• Task objective: Give back only the lines from the one with "Objective — one point per instance of the utility" through the last line of the data, exactly as they appear.

• Collected data:
○ ○ ○ ○

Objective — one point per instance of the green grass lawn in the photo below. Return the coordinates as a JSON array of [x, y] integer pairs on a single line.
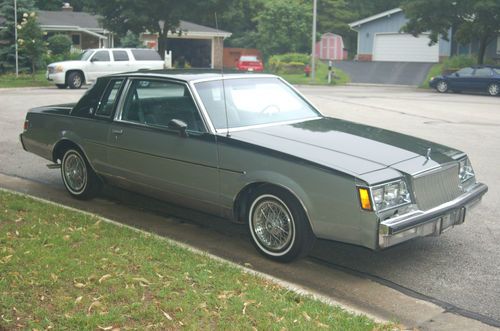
[[340, 77], [63, 269], [24, 80]]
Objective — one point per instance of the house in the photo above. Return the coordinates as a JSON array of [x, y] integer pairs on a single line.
[[197, 45], [84, 29], [330, 47], [380, 39], [194, 44]]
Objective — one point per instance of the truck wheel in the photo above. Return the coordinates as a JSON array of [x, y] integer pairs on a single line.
[[75, 80], [78, 177], [278, 225], [442, 86], [494, 89]]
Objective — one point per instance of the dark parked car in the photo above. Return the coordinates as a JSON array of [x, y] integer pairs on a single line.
[[250, 148], [476, 79]]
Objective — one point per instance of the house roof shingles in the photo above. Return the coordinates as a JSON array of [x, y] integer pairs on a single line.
[[66, 18]]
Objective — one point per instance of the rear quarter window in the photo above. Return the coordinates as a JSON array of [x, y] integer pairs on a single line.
[[146, 55]]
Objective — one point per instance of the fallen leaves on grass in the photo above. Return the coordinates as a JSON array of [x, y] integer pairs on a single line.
[[103, 278]]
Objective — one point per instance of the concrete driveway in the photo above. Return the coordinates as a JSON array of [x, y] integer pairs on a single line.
[[459, 270]]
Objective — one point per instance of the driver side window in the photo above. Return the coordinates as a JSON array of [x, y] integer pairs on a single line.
[[156, 103], [465, 72], [101, 56]]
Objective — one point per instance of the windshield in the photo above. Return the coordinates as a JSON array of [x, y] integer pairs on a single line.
[[86, 55], [252, 101]]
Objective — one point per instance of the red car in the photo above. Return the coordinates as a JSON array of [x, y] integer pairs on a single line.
[[249, 63]]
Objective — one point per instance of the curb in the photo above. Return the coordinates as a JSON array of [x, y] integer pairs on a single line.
[[295, 288]]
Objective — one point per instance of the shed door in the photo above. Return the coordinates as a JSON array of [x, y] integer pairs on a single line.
[[400, 47]]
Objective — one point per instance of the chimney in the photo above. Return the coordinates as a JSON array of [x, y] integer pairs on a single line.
[[66, 7]]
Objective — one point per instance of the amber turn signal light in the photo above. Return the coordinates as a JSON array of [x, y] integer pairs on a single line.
[[364, 198]]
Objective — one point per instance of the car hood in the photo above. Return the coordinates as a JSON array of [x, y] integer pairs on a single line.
[[349, 147]]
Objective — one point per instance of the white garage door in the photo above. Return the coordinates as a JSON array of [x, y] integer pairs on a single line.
[[399, 47]]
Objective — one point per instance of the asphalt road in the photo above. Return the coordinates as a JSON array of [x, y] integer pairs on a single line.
[[461, 268]]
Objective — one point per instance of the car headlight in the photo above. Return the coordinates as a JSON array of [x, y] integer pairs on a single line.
[[466, 172], [390, 195]]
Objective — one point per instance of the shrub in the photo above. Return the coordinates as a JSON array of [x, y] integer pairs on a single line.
[[292, 68], [59, 44], [277, 63]]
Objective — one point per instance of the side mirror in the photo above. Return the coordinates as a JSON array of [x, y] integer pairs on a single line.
[[178, 125]]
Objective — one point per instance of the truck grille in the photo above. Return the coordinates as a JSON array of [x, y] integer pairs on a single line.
[[436, 187]]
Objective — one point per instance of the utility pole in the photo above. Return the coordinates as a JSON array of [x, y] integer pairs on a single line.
[[313, 59], [15, 37]]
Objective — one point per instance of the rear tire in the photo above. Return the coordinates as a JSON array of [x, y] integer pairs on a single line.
[[494, 89], [75, 80], [80, 180], [278, 224], [442, 86]]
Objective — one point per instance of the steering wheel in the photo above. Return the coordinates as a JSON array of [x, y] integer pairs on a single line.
[[268, 109]]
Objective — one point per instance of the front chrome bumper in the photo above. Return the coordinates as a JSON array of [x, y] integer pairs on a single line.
[[434, 221]]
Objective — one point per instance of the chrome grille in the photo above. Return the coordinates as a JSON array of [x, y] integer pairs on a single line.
[[436, 187]]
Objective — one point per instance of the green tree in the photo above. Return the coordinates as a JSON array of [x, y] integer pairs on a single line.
[[235, 16], [59, 44], [131, 40], [7, 51], [284, 26], [138, 16], [469, 20], [30, 39]]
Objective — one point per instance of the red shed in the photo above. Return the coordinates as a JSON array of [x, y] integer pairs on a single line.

○ ○ ○ ○

• Full solution:
Objective — one point per instance of the utility pole in the photo above. Return the coordinates as a JSON array of [x, y] integer pairs on a single line.
[[313, 59], [15, 37]]
Objective — one point per instance of the rear tire in the photo above. Return the coordinates as a JSON array of [x, y] integer pairs on a single line.
[[494, 89], [75, 80], [80, 180], [278, 224], [442, 86]]
Objective — one point per instance of the steering wheel in the photo above. Return the coordinates as a JSON array of [x, y] integer pairs on a single line.
[[268, 109]]
Objective — one point per instance of the front chrome bumper in the photo above. Return the coordinates as a JSON array of [x, y] integer pairs on a single line.
[[434, 221]]
Objective — one point per instance of the chrome grille in the photo above. Return the coordinates as a JSON array of [x, y] integer pairs on a single line.
[[436, 187]]
Objective — one point per instance of the green tree in the photo above. Return the coordinates as a JSON array of [x, y] integer pairs on a single line.
[[235, 16], [59, 44], [131, 40], [7, 51], [284, 26], [138, 16], [469, 20], [30, 39]]
Objective — one point per instance of the red shed in the photo above. Return the coordinates as a JSON array of [x, y] integer pairs on a single line.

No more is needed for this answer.